Minimum Inhibitory Concentrations (MICs) of the four antifungal agents were determined using the EUCAST broth dilution method  with slight modifications. In brief, stock antifungal agents prepared with EUCAST recommended solvents were diluted to appropriate working concentrations in double strength RPMI-1640 2% G (RPMI-1640 supplemented with 2% w/v glucose). The working concentrations used were 128 mg/L for fluconazole and flucytosine, and 32 mg/L for amphotericin B and micafungin. A ten-series two-fold dilution starting with 200 mL working concentration of each agent was made row-wise in flat-bottomed 96-well plates using double strength RPMI-1640 2% G as diluent. Consequently, the wells of each dilution series yielded 100 mL of twice the recommended series of drug concentrations required for MIC determinations. The last two wells of each row containing an antifungal drug serial dilution were filled with 100 mL of drug-free RPMI-1640 2% G. Yeast inocula were prepared by growing three distinct colonies of each strain overnight on Sabouraud agar at 37°C and suspending them in sterile distilled water. To achieve final cell densities of 0.5–2.5 x 106 cfu/ml in the microtitre wells as recommended, these suspensions were adjusted to OD600 0.1 and then further diluted 1/10 in sterile water. Cell densities were confirmed by plate counting. Wells of each dilution series as well as the 11th well containing drug-free RPMI-1640 2% G were inoculated with 100 mL of the prepared yeast suspensions. The last well was filled with 100 mL of sterile distilled water to serve as contaminant control. Inoculated plates were incubated without shaking at 37°C for 24 hours. Plates were read for OD600 values using a Spectramax 190 microplate reader (Molecular Devices, Sunnyvale, California, USA). As recommended in the EUCAST protocol , we calculated MIC90 for amphotericin B, and MIC50 for the other three drugs. One of the recommended control strains for yeasts in the EUCAST protocol is the type strain of C. krusei (CBS573T, synonymous with ATCC6258T), and we used the type strain of C. parapsilosis (CLIB214T) as a second control. MICs for the two control strains were within EUCAST guideline ranges, except for C. krusei CBS573T in amphotericin B, which was 1 dilution point more resistant than the guideline.
The sequence data reported in this manuscript has been submitted to the NCBI nucleotide database with the following accession numbers: P. kudriavzevii CBS573 PacBio/Illumina annotated reference genome sequence (CP028773-CP028778); P. kudriavzevii CBS573 RNAseq Illumina reads (SRA accession SRP139056); P. kudriavzevii CBS573 MATα allele region (MH260578); P. kudriavzevii CBS5147 PacBio genome sequence (CP028531-CP028535); Illumina genomic sequencing reads from 32 P. kudriavzevii strains (SRA accession SRP139299); P. fermentans strain fo/MP/02 (Pferm-PL1) Illumina WGS assembly (QAWB00000000); P. norvegensis strain CBS1922 (Pnorv-NO1) Illumina WGS assembly (QAWC00000000).
S1 Fig. Collinearity of CBS5147 and CBS573 chromosomes.

-------

In the antifungal testing passage, what working concentration was used for fluconazole and flucytosine? Please rely only on the antifungal testing passage.

### Dataset content:
-------

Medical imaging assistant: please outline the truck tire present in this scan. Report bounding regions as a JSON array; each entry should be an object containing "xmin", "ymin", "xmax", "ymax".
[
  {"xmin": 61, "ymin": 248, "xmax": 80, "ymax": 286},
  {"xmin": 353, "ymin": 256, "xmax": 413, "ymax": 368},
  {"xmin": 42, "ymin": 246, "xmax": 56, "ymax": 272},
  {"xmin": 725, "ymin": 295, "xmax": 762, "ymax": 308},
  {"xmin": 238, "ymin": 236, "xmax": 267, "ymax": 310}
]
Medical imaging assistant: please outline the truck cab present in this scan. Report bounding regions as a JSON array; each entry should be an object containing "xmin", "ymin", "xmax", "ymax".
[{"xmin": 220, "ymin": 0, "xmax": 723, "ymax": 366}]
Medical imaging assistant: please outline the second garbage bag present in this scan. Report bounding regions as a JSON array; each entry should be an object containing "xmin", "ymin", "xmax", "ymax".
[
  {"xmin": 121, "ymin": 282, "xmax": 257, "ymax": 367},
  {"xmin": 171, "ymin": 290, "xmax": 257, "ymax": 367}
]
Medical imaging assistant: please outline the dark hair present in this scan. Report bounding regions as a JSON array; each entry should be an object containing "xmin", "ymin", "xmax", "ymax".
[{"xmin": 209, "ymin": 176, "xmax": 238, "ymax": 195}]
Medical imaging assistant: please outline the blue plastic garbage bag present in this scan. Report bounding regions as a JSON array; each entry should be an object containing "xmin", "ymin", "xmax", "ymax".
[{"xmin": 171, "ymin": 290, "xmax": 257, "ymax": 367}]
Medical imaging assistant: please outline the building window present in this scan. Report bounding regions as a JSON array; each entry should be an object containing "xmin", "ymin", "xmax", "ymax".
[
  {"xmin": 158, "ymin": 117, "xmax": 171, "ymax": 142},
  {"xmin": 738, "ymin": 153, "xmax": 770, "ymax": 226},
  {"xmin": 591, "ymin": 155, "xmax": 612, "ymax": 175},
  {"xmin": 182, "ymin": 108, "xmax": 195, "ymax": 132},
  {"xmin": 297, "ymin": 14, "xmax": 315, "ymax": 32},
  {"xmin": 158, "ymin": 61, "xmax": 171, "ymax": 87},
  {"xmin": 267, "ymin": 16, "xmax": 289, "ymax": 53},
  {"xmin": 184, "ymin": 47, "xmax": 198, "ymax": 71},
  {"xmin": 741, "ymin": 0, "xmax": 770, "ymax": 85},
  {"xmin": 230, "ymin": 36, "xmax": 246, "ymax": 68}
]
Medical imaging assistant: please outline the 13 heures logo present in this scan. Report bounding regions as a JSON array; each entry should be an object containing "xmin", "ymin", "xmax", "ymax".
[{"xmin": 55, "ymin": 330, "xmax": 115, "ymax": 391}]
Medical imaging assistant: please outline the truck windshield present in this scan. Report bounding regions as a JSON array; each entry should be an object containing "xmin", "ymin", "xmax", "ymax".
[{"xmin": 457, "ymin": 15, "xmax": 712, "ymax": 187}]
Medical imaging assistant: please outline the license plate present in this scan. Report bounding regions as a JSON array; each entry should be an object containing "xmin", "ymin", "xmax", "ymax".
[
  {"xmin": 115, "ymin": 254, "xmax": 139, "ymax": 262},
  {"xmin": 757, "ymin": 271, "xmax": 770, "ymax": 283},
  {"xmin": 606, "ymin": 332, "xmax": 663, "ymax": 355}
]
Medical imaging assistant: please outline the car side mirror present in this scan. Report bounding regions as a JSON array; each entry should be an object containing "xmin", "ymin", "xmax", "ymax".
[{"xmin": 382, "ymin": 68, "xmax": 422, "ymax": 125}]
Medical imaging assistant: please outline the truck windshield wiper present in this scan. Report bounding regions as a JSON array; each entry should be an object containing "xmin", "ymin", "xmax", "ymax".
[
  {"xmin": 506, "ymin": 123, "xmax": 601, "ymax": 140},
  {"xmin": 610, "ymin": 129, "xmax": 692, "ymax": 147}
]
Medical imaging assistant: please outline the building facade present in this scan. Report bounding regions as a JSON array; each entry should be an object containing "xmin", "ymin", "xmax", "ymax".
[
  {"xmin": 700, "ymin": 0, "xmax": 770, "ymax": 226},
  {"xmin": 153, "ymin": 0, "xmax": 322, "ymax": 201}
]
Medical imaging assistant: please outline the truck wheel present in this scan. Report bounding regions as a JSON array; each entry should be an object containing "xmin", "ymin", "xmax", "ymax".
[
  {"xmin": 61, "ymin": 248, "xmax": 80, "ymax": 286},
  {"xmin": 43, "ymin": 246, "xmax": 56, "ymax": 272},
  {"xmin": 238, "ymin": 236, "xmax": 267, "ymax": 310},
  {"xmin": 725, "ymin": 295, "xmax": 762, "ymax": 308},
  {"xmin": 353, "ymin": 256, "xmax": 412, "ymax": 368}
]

-------

### Response:
128 mg/L